======== TEKS YANG DIBERIKAN

Menurut Penjabat (Pj) Gubernur DKI Jakarta
Heru Budi
Hartono, data tersebut membuktikan Jakarta sedang bergerak maju dan semakin bersinar.
“(Jakarta) tidak mengalami kemunduran, seperti yang dituduhkan sejumlah pihak yang pesimistis,” katanya dalam keterangan yang diterima Kompas.com, Senin (8/7/2024).
Heru menambahkan, prestasi yang membanggakan tersebut tidak lepas dari kerja keras semua pihak yang berhasil menciptakan iklim aman dan kondusif bagi para
investor
, pekerja, maupun masyarakat yang beraktivitas di Jakarta.
“Saya mengajak semua pihak untuk memelihara semangat dan optimisme dalam membangun Jakarta ke depan. Mimpi kita besar dan cita-cita kita mulia. Mari, bersama-sama, kita wujudkan Jakarta menjadi kota global yang maju, tertib, humanis, dan menyejahterakan seluruh warganya,” tuturnya.
Investasi yang meningkat di Jakarta itu menarik perhatian pengamat ekonomi dari Centre of Economics and Law Studies (Celios) Bhima Yudhistira Adhinegara. Ia menganggap kenaikan investasi PMDN dan PMA di Jakarta didorong oleh beberapa faktor.
Salah satu alasan terkuatnya adalah karena Jakarta masih menjadi pasar yang sangat besar bila dibandingkan dengan daerah-daerah lain. Apalagi, penduduk di Jakarta pun sangat banyak, sehingga masih menjadi magnet yang sangat besar bagi investor lokal maupun internasional.
“Jika berpatokan pada masa pandemi Covid-19, kebanyakan perusahaan bisa
rebound
ketika berbisnis di Jakarta. Perkembangan ekonomi di Jakarta masih sangat cepat, khususnya bisnis dan retail,” ungkap Bhima kepada Kompas.com, Rabu (10/7/2024).
Kedua, lanjutnya, fasilitas di Jakarta sudah tertata pula dengan rapi, seperti pengembangan infrastruktur dan transportasi publik yang memadai. Faktor-faktor ini menjadi daya tarik luar biasa bagi investor.
“Pada dasarnya, Jakarta memang unik di mata para investor. Ketika investasi di daerah hilirisasi meningkat dalam dua tahun terakhir, seperti di Kalimantan dan Sulawesi, tetapi kebanyakan dari perusahaan memilih berkantor di Jakarta. Mereka juga mencatatkan investasinya di Jakarta. Itu yang membuat Jakarta tetap jadi primadona,” papar Bhima.
Selain itu, industri pariwisata di Jakarta, khususnya Meetings, Incentives, Conferences, and Exhibitions (MICE), juga menjadi salah satu penopang daerah. Hal ini dibuktikan dari banyak konser yang sukses diadakan di Jakarta.
Hal tersebut mendorong perkembangan industri ekonomi kreatif (ekraf). Bahkan, potensinya sangat menjanjikan untuk dikembangkan ke depannya.

================
======== BARIS YANG DIAMBIL

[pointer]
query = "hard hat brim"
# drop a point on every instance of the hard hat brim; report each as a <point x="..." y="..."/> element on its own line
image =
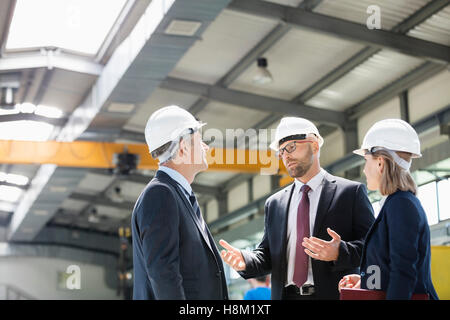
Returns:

================

LATIHAN SOAL |
**a.** Salin kata demi kata bagian teks tentang investasi Jakarta mulai dari "Heru menambahkan, prestasi" sampai "oleh beberapa faktor.".
**b.** Jawab pertanyaan berikut berdasarkan teks tentang investasi Jakarta.
(i) Apa jabatan Heru Budi Hartono?
(ii) Bhima Yudhistira Adhinegara adalah pengamat ekonomi dari lembaga apa?
(iii) Industri pariwisata apa di Jakarta yang disebut sebagai salah satu penopang daerah?
**c.** Menurut Bhima dalam teks tentang investasi Jakarta, mengapa Jakarta tetap menjadi primadona? Jelaskan dalam satu sampai tiga kalimat.
Baris-baris itu tidak ada hubungannya dengan teks tentang investasi Jakarta.

HASIL |
**a.**
Heru menambahkan, prestasi yang membanggakan tersebut tidak lepas dari kerja keras semua pihak yang berhasil menciptakan iklim aman dan kondusif bagi para
investor
, pekerja, maupun masyarakat yang beraktivitas di Jakarta.
“Saya mengajak semua pihak untuk memelihara semangat dan optimisme dalam membangun Jakarta ke depan. Mimpi kita besar dan cita-cita kita mulia. Mari, bersama-sama, kita wujudkan Jakarta menjadi kota global yang maju, tertib, humanis, dan menyejahterakan seluruh warganya,” tuturnya.
Investasi yang meningkat di Jakarta itu menarik perhatian pengamat ekonomi dari Centre of Economics and Law Studies (Celios) Bhima Yudhistira Adhinegara. Ia menganggap kenaikan investasi PMDN dan PMA di Jakarta didorong oleh beberapa faktor.

**b.**
(i) Penjabat (Pj) Gubernur DKI Jakarta.
(ii) Centre of Economics and Law Studies (Celios).
(iii) Meetings, Incentives, Conferences, and Exhibitions (MICE).

**c.** Investasi di daerah hilirisasi seperti Kalimantan dan Sulawesi memang meningkat dalam dua tahun terakhir, tetapi kebanyakan perusahaan tetap memilih berkantor di Jakarta. Perusahaan-perusahaan itu juga mencatatkan investasinya di Jakarta, sehingga Jakarta tetap jadi primadona.